* _Record excerpts_:
· · · ·
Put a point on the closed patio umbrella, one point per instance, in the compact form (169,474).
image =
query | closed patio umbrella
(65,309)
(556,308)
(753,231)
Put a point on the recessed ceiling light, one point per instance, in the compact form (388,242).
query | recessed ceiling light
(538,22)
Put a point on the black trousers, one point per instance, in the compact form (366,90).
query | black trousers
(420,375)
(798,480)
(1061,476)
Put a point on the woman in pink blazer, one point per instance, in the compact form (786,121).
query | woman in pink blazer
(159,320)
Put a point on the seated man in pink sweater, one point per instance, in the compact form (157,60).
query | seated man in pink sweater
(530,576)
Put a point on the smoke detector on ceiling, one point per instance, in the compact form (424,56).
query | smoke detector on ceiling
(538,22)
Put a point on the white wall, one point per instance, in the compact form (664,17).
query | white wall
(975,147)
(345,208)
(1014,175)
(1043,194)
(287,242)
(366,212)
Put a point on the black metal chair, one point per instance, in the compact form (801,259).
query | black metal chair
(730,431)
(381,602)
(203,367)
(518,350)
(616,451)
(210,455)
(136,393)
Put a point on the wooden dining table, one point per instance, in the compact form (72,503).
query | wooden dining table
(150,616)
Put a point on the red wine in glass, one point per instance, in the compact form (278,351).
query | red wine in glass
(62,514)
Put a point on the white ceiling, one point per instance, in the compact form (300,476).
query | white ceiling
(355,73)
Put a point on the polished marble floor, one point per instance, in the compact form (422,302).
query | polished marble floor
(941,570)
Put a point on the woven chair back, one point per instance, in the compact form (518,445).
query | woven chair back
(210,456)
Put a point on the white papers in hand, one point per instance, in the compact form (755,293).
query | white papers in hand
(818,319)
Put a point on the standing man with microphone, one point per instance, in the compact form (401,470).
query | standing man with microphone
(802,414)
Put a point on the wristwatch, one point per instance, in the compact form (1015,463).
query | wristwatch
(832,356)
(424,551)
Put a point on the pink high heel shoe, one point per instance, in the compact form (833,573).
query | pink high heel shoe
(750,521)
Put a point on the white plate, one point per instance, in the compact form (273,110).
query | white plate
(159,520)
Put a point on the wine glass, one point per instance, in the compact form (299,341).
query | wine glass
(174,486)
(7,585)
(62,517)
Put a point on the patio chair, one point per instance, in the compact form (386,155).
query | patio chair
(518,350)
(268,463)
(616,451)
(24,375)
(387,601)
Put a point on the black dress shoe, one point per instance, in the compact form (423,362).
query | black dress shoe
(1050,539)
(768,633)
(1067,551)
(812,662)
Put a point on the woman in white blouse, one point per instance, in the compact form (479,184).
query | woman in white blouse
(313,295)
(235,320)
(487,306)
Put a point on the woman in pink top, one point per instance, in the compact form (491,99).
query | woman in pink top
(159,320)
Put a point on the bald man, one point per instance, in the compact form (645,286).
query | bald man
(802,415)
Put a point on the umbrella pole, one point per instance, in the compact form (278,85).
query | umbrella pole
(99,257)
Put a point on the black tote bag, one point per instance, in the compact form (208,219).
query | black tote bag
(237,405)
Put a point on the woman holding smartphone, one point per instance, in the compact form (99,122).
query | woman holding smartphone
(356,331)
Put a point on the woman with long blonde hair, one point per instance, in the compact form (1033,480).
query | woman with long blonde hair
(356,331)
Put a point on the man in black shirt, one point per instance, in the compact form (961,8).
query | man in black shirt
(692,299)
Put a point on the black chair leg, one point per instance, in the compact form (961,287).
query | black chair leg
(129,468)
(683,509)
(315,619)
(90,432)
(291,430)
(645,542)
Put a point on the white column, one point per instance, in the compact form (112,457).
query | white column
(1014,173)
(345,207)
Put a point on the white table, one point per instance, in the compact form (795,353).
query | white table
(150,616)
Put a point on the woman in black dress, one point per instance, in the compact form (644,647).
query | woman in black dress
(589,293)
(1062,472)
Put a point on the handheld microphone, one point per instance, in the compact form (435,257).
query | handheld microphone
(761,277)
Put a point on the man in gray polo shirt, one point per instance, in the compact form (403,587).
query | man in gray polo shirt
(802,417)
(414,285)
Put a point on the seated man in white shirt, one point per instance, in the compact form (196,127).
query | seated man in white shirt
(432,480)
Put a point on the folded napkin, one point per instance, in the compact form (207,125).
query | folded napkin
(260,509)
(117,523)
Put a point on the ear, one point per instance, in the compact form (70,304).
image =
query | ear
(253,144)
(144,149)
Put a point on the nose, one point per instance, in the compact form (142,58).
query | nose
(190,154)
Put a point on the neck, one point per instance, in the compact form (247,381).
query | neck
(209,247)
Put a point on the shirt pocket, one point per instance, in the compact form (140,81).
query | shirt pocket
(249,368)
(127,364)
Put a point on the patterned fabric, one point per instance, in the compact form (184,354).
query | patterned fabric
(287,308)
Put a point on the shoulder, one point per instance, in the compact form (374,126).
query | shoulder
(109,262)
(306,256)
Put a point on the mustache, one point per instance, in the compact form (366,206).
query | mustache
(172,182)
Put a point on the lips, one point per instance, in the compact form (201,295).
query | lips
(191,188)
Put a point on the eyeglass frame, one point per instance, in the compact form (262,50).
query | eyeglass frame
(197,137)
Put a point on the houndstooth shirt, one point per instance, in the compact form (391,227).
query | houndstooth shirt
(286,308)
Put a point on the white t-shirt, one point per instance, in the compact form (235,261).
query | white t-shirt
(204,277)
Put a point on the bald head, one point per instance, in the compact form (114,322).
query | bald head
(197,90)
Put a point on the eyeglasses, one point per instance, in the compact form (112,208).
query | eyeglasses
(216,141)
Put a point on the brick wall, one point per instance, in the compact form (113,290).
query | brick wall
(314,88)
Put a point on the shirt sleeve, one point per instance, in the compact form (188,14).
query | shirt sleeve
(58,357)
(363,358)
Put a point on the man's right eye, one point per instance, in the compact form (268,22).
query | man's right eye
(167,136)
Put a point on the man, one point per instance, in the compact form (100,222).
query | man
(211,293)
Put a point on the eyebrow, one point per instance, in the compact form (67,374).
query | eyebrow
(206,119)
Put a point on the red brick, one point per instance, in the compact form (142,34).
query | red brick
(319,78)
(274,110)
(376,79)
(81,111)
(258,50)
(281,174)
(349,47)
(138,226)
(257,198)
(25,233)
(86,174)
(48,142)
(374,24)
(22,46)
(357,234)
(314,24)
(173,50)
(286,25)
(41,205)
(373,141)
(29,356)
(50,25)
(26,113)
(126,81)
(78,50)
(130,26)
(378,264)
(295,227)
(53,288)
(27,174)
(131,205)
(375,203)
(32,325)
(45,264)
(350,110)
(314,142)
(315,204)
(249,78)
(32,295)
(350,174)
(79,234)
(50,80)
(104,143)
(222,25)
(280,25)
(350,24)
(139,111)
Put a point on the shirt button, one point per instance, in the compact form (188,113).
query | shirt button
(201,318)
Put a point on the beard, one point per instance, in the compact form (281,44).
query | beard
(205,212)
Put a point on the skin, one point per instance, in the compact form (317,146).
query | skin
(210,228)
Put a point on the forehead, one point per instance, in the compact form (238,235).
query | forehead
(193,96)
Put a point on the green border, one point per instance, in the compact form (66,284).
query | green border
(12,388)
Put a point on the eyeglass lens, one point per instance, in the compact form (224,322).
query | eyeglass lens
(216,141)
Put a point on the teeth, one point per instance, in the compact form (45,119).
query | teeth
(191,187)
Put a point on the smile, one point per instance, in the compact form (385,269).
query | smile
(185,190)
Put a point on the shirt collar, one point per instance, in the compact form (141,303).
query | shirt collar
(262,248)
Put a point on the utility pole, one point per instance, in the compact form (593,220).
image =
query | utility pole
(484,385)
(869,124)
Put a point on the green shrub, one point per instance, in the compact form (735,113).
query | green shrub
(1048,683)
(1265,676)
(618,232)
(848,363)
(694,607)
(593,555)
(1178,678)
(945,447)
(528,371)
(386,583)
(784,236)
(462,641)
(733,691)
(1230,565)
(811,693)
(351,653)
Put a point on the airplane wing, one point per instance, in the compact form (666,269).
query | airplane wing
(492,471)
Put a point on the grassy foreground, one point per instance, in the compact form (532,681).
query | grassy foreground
· · · ·
* _Written problem_:
Emit verbatim the lines running from the one with "Put a point on the shirt button, one" through the last line of the data, both endpoints inclusive.

* _Result_:
Put a point on the shirt button, one point per instance, in the compact form (188,113).
query | shirt button
(201,318)
Put a point on the beard, one point per instance, in the compact form (281,44).
query | beard
(205,212)
Put a point on the skin, one point per instance, in the compact form (317,146).
query | skin
(210,228)
Put a point on the forehead, one point per instance, in the compact form (238,235).
query | forehead
(193,96)
Put a point on the green border, one point per instance, in the compact form (66,284).
query | green border
(12,388)
Put a point on the eyeglass lens, one point per instance, in the compact form (224,322).
query | eyeglass lens
(216,141)
Put a point on the teeth, one point per instance, in the compact form (45,119).
query | teeth
(191,187)
Put a point on the smile, one point per instance, in the compact form (385,269).
query | smile
(185,190)
Put a point on the shirt collar, one point per instance, in the compact form (141,303).
query | shirt collar
(262,248)
Put a point on the utility pole, one point per instance, in the compact form (593,220).
image =
query | utility pole
(484,385)
(869,124)
Put a point on the green shrub, one point per instance, in the compact form (735,113).
query | green shrub
(1048,683)
(1265,676)
(618,232)
(848,363)
(694,607)
(593,555)
(1178,678)
(945,447)
(528,371)
(386,583)
(784,236)
(462,641)
(733,691)
(1230,565)
(811,693)
(351,653)
Put a point on the airplane wing, one point per instance, in the compact form (666,269).
query | airplane wing
(492,471)
Put a point on the grassy foreground, one point per instance, in the compact form (532,681).
query | grassy foreground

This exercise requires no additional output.